■ **Quoted passage**:
Begin

# Icon Hotel Apartments checking in problem for unmarried couples



## bebe10 (Sep 18, 2012)

hi guys,

We want to check in on this hotel apartment i got the booking online BUT my i am afraid that we might get a problem on checking in because were not yet married.

are they asking for marriage certificate or any documents upon checking in?


----------



## Gavtek (Aug 23, 2009)

Highly unlikely, I wouldn't worry about it.


----------



## bebe10 (Sep 18, 2012)

what do you mean?


----------



## indoMLA (Feb 6, 2011)

They are not going to ask for any marriage verification. Just don't act stupid and attract attention. You will be fine.


----------



## manabroad (Aug 29, 2012)

You'll be fine. All they may ask for are passort copies for both of you but otherwise you'll be okay.


----------



## MaidenScotland (Jun 6, 2009)

Does that only count if you are of the same race? 

Just wondering if I turned up with an Arab would we still be allowed in without a problem..


----------



## manabroad (Aug 29, 2012)

As far as I know race didn't matter as I am American and my friend was Taiwanese.


----------



## bebe10 (Sep 18, 2012)

are they still asking if were married or not?

End

■ **Data**:
Begin

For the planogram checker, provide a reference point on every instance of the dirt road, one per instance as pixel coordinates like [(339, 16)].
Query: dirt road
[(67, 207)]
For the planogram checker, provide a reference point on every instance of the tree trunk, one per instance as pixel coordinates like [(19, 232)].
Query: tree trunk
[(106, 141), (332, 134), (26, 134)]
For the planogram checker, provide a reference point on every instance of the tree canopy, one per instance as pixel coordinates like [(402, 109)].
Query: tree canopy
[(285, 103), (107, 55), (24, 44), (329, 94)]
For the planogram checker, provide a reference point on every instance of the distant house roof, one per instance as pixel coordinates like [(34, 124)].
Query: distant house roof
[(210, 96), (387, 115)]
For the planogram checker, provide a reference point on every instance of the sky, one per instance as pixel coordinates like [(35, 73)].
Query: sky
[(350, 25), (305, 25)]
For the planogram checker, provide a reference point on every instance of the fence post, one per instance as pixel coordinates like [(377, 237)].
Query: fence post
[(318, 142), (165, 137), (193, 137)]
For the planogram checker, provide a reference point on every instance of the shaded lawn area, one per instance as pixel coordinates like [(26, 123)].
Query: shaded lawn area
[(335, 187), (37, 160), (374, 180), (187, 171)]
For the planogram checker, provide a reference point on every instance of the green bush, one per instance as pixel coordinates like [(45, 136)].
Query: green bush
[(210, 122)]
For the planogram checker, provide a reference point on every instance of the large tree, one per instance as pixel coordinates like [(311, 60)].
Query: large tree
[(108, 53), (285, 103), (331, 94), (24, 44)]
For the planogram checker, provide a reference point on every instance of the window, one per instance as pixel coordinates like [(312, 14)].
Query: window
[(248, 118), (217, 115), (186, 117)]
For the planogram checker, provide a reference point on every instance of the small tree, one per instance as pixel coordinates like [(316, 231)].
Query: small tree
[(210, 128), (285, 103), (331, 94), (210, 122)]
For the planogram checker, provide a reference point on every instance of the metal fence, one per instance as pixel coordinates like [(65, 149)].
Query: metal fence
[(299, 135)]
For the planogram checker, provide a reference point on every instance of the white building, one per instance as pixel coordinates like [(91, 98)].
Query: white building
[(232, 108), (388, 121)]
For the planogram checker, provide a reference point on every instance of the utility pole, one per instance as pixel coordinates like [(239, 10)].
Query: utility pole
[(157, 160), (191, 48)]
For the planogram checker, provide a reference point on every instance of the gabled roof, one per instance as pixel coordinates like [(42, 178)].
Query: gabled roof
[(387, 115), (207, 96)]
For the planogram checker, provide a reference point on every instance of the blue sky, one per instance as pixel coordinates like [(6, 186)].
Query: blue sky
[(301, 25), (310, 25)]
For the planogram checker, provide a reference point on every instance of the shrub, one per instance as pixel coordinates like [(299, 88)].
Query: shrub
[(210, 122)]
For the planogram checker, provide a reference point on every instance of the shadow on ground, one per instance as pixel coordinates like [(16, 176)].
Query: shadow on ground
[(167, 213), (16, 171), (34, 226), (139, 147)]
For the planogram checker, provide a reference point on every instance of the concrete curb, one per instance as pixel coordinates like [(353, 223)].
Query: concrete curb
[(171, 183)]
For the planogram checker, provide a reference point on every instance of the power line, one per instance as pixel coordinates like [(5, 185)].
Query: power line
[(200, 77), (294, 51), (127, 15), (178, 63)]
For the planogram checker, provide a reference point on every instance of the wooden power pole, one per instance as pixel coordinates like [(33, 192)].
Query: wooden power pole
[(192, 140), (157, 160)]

End

Reproduce the hotel check-in thread from "Does that only" to "friend was Taiwanese.". The material after the thread comes from a separate source.

■ **Exercise solution**:
Does that only count if you are of the same race? 

Just wondering if I turned up with an Arab would we still be allowed in without a problem..


----------



## manabroad (Aug 29, 2012)

As far as I know race didn't matter as I am American and my friend was Taiwanese.